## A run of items

+++

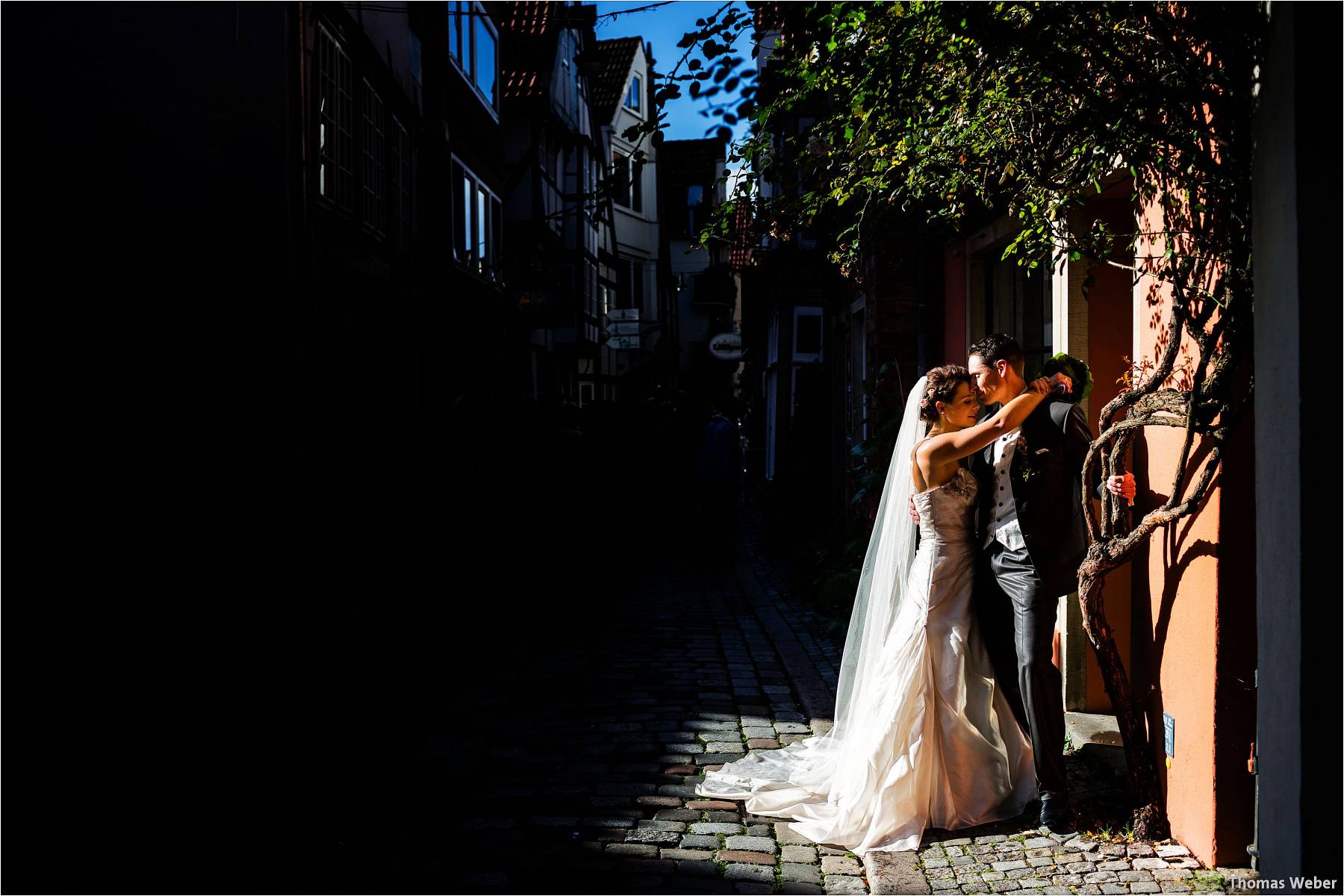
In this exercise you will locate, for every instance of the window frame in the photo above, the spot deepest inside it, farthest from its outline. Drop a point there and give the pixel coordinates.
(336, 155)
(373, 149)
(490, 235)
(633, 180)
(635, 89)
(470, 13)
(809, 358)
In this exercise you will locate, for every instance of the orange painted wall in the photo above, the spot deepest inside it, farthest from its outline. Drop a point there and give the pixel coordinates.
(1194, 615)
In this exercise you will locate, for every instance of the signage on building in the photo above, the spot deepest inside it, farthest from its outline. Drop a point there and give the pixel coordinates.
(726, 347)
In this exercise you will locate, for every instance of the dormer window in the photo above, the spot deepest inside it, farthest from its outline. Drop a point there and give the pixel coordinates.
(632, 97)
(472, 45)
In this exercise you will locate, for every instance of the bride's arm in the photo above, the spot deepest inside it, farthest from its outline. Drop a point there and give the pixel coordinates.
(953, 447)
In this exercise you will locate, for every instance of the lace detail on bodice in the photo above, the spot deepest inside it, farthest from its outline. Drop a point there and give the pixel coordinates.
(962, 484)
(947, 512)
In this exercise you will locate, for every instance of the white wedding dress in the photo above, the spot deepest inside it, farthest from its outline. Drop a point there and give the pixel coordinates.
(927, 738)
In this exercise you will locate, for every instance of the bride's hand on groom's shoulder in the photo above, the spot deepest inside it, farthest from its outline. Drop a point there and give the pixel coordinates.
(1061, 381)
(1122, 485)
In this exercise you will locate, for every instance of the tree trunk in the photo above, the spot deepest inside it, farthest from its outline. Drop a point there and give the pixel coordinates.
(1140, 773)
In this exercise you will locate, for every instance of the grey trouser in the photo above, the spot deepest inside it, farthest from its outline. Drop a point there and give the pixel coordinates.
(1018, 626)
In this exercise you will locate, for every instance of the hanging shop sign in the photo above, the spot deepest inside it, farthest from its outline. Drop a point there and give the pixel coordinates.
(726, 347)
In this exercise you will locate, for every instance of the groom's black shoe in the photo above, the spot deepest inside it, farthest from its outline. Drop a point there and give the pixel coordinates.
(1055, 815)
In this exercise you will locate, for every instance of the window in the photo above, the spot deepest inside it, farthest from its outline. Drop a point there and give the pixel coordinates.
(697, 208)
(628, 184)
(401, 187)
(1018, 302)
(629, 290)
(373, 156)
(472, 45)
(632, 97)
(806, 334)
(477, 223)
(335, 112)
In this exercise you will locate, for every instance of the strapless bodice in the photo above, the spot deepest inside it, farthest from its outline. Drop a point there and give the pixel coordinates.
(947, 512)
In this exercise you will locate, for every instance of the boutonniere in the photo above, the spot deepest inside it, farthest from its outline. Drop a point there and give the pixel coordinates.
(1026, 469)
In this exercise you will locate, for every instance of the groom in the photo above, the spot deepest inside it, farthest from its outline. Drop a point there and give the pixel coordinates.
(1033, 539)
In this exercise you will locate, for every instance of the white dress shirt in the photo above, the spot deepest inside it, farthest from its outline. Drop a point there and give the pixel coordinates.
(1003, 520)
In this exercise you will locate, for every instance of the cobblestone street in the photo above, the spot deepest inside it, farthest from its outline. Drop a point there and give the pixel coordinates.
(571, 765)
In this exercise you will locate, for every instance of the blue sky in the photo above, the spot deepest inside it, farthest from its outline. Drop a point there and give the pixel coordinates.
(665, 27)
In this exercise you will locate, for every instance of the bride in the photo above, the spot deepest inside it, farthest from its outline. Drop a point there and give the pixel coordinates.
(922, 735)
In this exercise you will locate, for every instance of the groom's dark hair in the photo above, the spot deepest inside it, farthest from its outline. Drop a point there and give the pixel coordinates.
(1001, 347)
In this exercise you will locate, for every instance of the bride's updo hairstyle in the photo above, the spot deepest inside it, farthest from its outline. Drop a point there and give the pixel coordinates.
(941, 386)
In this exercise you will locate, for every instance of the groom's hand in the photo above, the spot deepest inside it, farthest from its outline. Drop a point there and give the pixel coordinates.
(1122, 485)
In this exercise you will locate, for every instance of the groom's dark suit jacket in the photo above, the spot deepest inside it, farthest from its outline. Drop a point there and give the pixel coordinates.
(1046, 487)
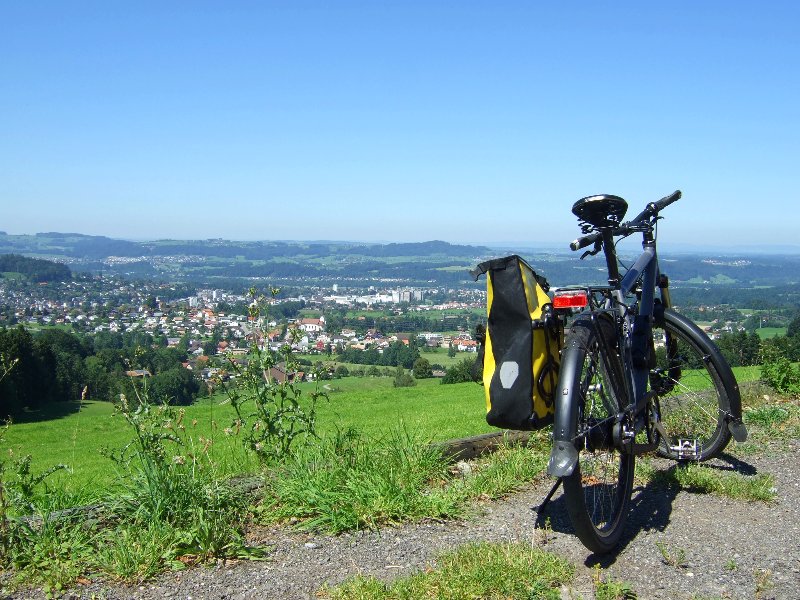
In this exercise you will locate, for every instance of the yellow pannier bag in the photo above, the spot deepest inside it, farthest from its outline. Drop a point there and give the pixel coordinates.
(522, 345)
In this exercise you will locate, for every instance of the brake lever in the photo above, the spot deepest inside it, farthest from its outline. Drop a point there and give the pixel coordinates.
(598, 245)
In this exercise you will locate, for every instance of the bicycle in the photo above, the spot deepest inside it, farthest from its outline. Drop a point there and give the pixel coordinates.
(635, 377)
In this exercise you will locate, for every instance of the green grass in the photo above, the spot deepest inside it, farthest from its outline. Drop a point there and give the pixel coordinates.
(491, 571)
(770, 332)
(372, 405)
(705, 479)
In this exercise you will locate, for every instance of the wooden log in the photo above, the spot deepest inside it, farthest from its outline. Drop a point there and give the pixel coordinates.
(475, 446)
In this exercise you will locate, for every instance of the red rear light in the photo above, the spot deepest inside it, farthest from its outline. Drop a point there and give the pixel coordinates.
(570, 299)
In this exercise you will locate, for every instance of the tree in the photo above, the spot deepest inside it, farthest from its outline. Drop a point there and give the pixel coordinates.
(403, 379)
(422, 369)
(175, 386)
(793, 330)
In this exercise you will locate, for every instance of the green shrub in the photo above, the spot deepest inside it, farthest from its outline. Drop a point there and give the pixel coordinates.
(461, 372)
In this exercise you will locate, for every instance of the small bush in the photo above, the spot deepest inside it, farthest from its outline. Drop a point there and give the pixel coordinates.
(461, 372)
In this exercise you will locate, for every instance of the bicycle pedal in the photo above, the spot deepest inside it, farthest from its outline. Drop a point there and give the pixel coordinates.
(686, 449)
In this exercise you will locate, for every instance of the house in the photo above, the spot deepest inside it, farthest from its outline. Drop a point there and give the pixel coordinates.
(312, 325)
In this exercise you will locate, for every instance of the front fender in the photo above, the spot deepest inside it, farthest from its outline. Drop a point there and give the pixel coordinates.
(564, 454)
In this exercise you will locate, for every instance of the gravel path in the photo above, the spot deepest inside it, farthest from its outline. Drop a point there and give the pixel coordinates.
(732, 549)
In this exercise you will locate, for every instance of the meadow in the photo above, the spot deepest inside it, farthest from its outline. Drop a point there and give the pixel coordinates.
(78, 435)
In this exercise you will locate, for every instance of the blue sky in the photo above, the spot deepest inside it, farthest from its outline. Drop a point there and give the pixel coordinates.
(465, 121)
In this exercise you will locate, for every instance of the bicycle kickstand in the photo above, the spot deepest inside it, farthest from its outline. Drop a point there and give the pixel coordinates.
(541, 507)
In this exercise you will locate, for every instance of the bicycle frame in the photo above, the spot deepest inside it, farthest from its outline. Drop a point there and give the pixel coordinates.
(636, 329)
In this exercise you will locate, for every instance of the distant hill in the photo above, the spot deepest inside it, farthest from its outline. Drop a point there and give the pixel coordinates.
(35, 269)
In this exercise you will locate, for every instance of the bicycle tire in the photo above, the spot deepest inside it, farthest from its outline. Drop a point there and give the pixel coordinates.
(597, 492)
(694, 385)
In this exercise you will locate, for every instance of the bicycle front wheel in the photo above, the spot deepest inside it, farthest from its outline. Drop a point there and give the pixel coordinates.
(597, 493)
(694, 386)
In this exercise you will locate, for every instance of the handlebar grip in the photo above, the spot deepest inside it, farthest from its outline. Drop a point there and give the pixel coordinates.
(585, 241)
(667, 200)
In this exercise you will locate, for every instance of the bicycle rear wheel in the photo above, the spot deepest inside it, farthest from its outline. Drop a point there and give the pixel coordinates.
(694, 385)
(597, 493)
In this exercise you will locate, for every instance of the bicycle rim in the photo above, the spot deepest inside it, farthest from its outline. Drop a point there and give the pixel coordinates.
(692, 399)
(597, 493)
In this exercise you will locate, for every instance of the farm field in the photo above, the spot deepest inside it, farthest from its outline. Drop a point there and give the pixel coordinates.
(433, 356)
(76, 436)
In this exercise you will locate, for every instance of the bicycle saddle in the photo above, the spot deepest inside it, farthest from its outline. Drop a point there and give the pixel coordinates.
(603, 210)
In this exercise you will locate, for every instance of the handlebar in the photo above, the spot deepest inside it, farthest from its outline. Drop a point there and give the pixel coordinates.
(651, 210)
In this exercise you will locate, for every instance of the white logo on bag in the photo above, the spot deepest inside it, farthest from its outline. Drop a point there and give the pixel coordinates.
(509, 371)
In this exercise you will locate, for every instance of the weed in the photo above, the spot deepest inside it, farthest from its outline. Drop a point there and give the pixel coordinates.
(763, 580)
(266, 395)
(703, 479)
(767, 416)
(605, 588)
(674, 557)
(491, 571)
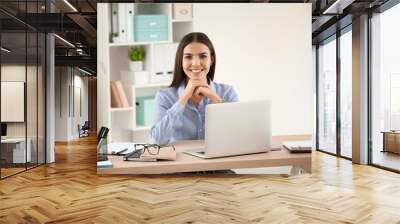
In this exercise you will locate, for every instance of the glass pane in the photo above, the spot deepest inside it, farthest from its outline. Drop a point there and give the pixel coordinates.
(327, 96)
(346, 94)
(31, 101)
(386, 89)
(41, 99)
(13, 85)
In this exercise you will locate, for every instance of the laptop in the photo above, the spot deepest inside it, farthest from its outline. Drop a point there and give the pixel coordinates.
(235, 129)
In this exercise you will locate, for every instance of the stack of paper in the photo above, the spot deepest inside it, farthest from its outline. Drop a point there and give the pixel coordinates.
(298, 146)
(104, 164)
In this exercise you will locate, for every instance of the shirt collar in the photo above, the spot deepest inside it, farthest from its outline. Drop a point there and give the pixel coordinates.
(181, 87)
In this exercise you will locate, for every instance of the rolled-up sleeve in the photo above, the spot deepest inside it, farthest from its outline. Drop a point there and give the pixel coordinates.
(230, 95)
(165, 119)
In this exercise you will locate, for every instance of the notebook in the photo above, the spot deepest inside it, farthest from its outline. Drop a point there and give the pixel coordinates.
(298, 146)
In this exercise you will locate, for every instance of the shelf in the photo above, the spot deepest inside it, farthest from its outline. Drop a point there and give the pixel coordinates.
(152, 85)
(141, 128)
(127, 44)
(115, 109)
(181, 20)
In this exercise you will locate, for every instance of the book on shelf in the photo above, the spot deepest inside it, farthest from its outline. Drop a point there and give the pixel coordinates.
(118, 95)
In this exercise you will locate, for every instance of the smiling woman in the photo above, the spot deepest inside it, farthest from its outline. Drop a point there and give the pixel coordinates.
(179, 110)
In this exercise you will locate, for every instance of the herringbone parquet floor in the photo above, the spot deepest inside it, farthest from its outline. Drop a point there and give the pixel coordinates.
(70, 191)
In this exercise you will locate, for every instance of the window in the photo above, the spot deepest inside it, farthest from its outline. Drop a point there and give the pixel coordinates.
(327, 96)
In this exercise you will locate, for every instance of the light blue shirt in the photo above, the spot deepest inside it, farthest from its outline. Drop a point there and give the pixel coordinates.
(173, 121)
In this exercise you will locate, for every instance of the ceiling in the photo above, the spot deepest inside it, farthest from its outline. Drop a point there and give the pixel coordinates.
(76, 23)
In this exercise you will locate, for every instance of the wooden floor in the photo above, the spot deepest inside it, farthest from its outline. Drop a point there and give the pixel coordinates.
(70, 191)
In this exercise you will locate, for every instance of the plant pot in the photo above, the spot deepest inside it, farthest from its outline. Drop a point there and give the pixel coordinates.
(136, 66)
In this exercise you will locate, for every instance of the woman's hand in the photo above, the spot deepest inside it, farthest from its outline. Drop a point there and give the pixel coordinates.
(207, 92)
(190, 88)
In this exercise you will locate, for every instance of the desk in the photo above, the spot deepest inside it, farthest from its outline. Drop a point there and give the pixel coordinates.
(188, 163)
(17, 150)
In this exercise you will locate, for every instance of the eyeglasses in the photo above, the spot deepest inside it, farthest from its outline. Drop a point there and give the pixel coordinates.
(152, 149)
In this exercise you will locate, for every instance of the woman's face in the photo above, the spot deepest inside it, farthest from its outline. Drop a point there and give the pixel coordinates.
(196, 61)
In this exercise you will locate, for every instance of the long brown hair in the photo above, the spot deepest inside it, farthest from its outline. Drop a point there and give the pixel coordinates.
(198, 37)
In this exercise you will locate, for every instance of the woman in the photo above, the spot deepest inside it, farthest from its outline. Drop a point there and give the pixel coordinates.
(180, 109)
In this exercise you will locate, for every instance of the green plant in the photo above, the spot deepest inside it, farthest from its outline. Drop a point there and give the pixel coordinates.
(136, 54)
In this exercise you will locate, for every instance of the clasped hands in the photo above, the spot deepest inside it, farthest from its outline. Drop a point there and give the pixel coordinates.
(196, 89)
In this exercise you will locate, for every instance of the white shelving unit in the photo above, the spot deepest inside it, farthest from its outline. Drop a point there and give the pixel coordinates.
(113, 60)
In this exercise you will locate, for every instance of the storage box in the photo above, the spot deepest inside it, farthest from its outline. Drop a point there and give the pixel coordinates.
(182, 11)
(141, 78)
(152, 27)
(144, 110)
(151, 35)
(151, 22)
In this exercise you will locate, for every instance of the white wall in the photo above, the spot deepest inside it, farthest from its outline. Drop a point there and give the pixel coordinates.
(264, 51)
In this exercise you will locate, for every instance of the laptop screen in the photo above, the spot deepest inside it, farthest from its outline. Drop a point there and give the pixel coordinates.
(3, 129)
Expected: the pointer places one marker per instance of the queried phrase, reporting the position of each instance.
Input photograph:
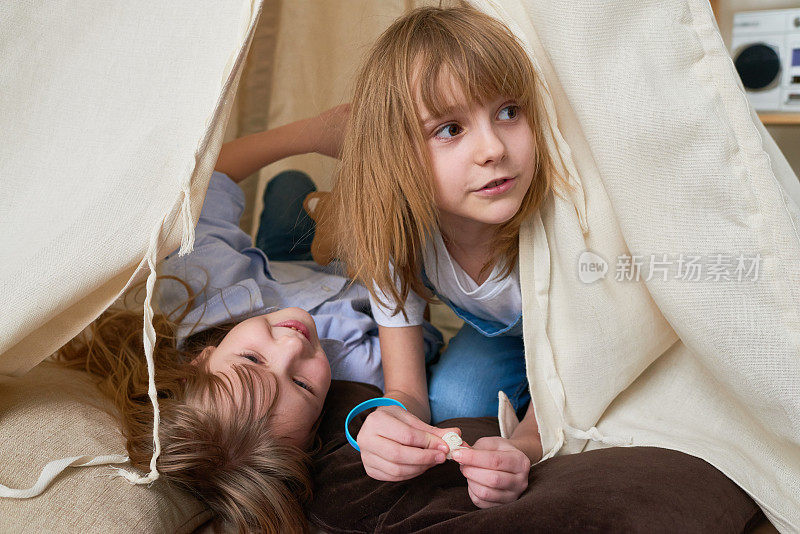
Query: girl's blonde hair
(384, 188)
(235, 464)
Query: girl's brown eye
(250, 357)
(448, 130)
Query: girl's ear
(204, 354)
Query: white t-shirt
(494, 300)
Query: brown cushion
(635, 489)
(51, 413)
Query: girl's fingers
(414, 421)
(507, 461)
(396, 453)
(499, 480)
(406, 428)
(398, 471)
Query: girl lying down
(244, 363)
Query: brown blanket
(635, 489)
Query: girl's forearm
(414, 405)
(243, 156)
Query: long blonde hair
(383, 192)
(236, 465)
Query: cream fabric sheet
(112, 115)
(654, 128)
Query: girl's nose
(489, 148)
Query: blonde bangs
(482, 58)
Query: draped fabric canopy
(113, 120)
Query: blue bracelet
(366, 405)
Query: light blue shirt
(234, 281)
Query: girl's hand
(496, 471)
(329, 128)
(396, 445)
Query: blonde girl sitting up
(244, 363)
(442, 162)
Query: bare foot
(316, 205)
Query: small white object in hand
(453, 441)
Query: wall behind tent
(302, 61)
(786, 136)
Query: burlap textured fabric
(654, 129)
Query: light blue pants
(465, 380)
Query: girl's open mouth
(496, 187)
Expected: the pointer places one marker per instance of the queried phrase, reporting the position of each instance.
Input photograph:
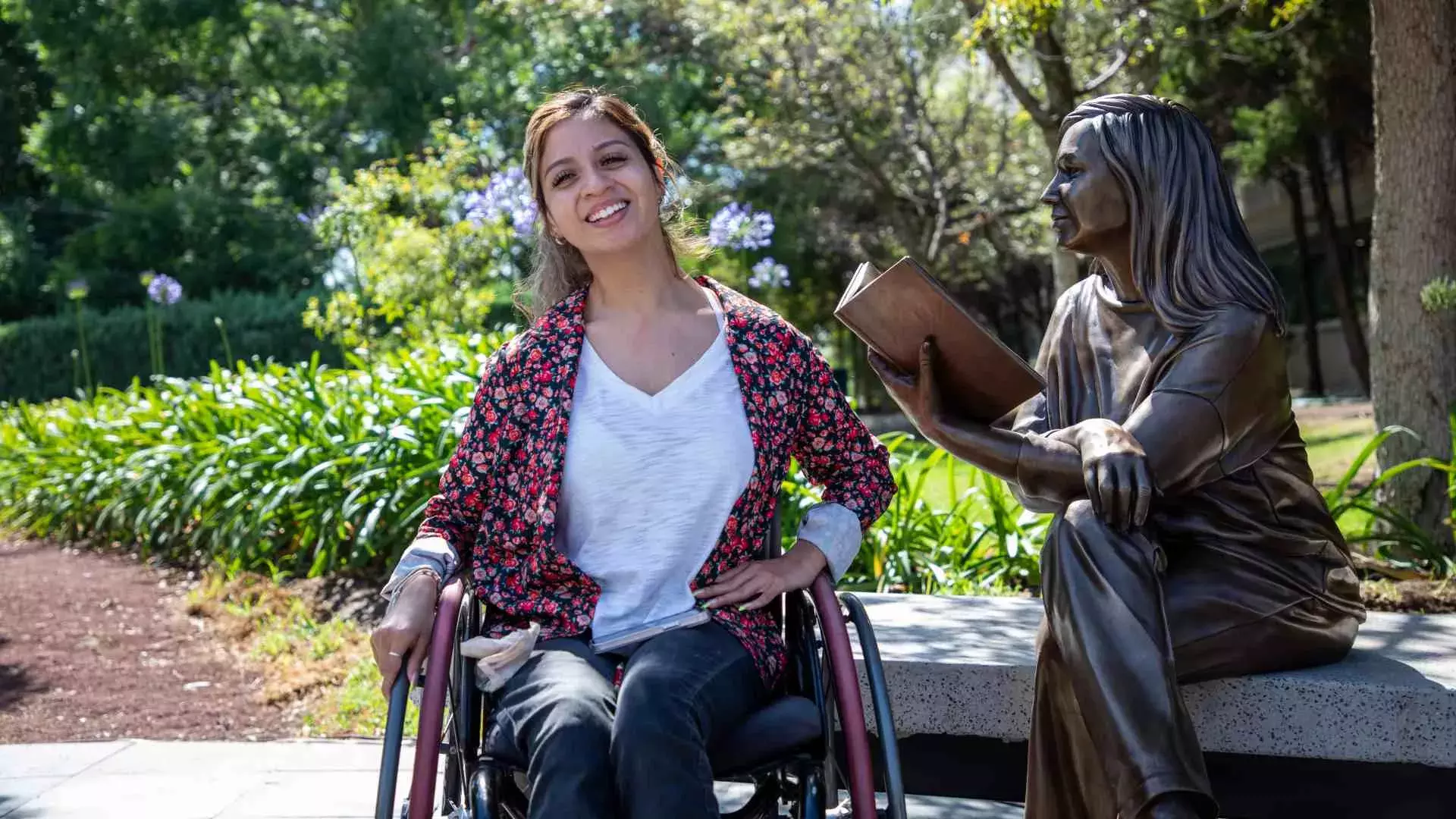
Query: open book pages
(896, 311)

+++

## TASK DESCRIPTION
Recast the items from the line with "Query: long blonde hair" through the end of the items as a two-column CSV with columns named request and answer. Give one row per item, putting its text and its answer each in a single quoted field with line breaks turned into spaces, and leave out the pictures.

## OUTPUT FOR THIS EXERCISE
request,answer
"Query: long blonde hair","(383, 192) (236, 465)"
"Query: cream fabric sheet","(112, 115) (654, 128)"
"Query: girl's nose","(489, 148)"
"Query: blonde bangs","(482, 58)"
"Query: draped fabric canopy","(113, 120)"
"Query: blue bracelet","(366, 405)"
"Query: light blue shirt","(234, 281)"
"Query: girl's hand","(496, 471) (329, 128) (396, 445)"
"Query: blonde girl sitting up","(244, 363) (442, 162)"
"Query: bare foot","(316, 205)"
"Query: small white object in hand","(453, 441)"
"Query: wall behind tent","(302, 61) (786, 136)"
"Query: burlap textured fabric","(654, 129)"
"Query: light blue pants","(465, 380)"
"Query: girl's open mouth","(496, 187)"
"Expected: the pointer places one marker per instance of the queried phrase, reporting the position of each instance. Input photograph: Query: open book pages","(896, 311)"